━━━━━ Text segment ━━━━━

In Game of Thrones, the throne changes hands seven times across eight seasons. The king is the spectacle. Everyone watches the king.

But the show isn't really about the king. It's about the houses behind him — and the deals between them.

So is Plymouth.

Today you vote. Four candidates running for two seats. Two of them are running together. One was ousted by his own allies eight months ago. One is at open war with two of the others. The fifth house isn't even on the ballot — and was the only no vote on the night a $1.67 million building sold for $40,000. Five houses. Read this before you vote.

MAY 12

The vote took less than a minute.

On the consent block sat the disposition of the Simes House, the Town of Plymouth had spent $4,970,477 in public dollars to rebuild.

Three hands went up. One did not.

$40,000.

Bill Keohan, the one no vote, spoke into the silence.

━━━━━ Record excerpts ━━━━━

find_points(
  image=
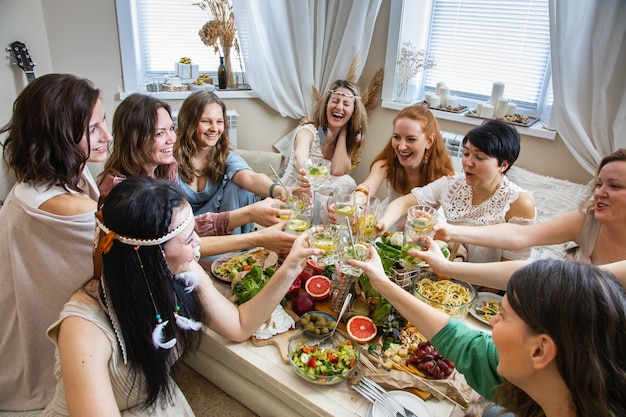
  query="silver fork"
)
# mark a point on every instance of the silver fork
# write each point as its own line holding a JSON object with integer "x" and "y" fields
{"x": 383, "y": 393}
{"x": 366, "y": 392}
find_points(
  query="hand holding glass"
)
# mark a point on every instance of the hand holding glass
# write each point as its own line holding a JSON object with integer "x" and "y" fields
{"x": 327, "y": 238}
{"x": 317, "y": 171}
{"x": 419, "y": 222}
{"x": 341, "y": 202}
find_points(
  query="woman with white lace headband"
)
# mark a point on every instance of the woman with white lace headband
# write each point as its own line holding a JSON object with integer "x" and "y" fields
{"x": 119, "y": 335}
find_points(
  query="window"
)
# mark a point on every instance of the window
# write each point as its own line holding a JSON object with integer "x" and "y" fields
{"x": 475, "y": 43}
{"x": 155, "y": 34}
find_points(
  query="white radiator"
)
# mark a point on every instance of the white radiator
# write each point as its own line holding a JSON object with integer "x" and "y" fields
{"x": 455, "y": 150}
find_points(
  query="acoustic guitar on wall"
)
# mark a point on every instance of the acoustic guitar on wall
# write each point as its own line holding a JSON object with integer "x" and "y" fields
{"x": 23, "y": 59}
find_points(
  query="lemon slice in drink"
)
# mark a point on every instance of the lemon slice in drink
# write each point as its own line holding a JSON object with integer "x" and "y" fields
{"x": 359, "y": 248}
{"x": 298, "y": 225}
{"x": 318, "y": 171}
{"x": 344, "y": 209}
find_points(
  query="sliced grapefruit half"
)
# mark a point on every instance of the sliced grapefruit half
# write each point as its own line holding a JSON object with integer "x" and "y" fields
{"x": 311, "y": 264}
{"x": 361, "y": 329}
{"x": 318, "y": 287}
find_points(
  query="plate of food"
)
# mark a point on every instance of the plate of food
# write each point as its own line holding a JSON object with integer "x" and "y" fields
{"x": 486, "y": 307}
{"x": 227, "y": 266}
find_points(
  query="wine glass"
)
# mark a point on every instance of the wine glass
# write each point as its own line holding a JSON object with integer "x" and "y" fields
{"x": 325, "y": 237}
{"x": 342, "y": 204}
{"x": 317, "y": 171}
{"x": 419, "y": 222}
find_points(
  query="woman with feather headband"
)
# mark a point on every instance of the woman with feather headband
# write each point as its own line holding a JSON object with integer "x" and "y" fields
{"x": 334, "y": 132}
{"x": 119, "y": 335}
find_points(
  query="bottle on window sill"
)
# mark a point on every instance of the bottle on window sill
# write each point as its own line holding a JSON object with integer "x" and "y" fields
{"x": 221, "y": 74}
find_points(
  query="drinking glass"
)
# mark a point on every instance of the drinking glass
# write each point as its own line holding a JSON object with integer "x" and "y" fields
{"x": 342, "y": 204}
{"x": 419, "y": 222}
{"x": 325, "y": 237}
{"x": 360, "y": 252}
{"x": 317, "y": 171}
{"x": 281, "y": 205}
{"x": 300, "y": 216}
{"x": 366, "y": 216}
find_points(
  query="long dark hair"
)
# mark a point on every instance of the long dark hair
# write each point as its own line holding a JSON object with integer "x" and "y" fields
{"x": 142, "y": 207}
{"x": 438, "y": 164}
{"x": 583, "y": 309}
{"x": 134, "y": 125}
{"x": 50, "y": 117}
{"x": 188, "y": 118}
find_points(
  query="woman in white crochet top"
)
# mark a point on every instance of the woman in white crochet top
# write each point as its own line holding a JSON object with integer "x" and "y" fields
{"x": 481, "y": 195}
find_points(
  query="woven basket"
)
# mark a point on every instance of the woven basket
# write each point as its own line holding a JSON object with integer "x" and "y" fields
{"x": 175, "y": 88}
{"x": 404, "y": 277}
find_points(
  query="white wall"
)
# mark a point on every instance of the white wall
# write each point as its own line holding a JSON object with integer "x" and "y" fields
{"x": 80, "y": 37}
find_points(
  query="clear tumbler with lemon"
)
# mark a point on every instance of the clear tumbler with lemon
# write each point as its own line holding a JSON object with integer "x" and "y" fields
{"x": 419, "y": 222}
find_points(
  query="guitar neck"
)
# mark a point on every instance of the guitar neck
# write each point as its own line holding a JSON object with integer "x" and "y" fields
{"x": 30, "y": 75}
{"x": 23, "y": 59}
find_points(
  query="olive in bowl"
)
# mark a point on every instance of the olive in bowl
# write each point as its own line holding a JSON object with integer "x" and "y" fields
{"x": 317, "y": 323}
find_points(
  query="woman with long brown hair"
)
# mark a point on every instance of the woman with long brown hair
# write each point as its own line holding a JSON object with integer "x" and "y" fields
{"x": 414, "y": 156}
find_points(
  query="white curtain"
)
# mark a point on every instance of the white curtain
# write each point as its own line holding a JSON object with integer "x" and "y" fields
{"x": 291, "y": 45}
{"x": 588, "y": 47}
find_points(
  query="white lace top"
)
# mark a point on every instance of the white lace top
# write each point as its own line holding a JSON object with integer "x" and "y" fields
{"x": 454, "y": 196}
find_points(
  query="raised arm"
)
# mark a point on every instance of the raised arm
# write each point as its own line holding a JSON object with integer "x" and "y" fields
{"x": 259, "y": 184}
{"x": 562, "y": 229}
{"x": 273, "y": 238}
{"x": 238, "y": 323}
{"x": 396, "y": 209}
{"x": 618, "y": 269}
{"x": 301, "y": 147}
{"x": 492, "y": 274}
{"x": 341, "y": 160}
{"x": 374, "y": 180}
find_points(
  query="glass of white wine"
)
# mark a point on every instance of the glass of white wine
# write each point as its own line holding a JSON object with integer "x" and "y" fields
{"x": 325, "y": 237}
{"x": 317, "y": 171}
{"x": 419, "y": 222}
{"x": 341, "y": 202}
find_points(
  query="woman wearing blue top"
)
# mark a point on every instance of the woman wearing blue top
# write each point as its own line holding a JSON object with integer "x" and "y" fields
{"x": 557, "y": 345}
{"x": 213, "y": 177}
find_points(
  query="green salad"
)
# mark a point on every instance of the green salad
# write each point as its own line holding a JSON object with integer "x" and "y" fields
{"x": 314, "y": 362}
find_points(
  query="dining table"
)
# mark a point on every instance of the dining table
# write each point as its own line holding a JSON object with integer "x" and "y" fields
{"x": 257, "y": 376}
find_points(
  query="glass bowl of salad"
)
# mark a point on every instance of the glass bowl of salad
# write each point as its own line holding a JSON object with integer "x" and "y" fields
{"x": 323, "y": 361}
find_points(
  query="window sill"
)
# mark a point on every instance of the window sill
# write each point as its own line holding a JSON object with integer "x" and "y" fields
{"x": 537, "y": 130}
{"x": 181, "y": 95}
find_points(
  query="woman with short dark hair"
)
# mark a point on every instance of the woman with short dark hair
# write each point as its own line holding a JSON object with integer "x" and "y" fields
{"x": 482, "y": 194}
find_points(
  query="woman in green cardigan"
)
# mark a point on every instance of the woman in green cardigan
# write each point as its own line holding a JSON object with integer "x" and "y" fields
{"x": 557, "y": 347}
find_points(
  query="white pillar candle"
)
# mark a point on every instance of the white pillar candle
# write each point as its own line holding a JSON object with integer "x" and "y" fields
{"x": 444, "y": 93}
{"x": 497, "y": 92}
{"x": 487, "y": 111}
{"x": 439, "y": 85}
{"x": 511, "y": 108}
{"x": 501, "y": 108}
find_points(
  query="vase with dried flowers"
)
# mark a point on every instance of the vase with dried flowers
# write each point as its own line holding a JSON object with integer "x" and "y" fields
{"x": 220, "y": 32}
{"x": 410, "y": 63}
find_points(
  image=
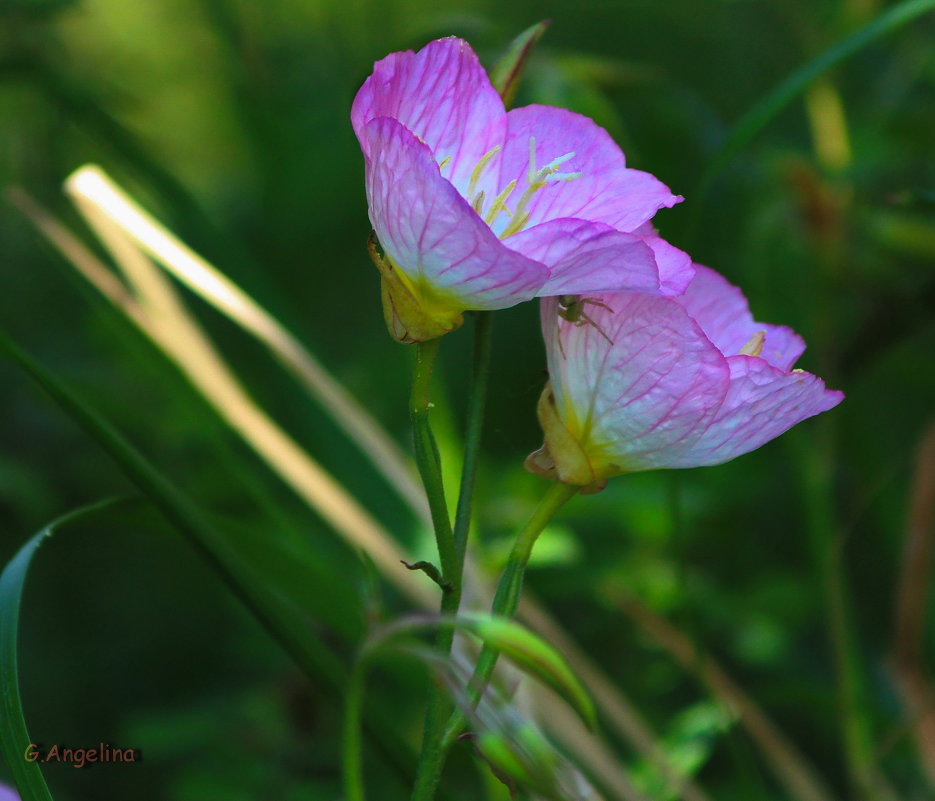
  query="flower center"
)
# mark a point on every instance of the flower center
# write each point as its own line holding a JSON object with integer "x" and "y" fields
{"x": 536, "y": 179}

━━━━━
━━━━━ Record excerpts ━━━━━

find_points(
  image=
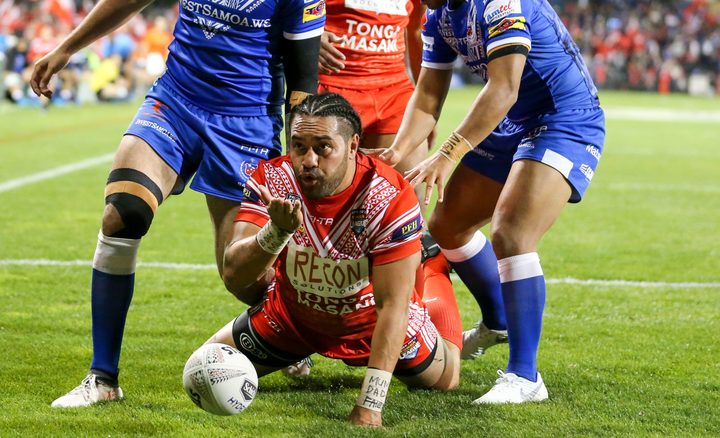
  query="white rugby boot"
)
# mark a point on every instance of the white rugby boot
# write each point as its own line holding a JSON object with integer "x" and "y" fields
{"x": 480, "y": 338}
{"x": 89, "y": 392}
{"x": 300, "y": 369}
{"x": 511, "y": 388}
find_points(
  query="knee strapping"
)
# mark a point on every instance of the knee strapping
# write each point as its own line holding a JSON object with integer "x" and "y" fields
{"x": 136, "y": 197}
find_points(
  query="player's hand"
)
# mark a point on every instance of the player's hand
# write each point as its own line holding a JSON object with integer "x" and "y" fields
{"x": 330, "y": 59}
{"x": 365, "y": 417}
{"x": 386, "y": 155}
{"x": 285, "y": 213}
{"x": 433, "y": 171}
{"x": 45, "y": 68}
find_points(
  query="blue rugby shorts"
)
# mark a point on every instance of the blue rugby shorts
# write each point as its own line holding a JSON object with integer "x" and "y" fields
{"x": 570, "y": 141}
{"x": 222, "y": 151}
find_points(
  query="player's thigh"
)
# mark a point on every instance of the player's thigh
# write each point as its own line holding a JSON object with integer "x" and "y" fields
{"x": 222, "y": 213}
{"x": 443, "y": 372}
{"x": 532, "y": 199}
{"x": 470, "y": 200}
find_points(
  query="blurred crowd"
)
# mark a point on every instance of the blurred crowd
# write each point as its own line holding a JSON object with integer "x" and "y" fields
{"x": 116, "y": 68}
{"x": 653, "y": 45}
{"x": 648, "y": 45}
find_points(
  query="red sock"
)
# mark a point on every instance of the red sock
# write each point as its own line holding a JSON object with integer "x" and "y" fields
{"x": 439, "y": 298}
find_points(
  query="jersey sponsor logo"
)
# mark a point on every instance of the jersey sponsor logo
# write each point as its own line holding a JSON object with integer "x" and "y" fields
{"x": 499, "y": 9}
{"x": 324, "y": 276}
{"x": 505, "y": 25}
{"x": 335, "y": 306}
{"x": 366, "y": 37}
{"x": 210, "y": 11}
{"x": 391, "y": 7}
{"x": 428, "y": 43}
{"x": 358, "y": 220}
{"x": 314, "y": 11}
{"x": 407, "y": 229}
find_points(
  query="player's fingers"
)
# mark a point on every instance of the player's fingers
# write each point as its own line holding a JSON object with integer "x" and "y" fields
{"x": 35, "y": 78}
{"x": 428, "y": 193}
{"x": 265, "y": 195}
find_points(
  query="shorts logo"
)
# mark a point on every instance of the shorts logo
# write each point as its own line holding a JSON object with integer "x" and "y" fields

━━━━━

To be done
1. Reproduce the passage of the Plymouth election text from "In Game of Thrones, the" to "before you vote." word for word.
2. Display each line of the records above that contains the string "crochet", treating uppercase and lowercase as distinct.

Expected outputs
1.
In Game of Thrones, the throne changes hands seven times across eight seasons. The king is the spectacle. Everyone watches the king.

But the show isn't really about the king. It's about the houses behind him — and the deals between them.

So is Plymouth.

Today you vote. Four candidates running for two seats. Two of them are running together. One was ousted by his own allies eight months ago. One is at open war with two of the others. The fifth house isn't even on the ballot — and was the only no vote on the night a $1.67 million building sold for $40,000. Five houses. Read this before you vote.

2.
  query="woman in white crochet top"
# mark a point on every instance of the woman in white crochet top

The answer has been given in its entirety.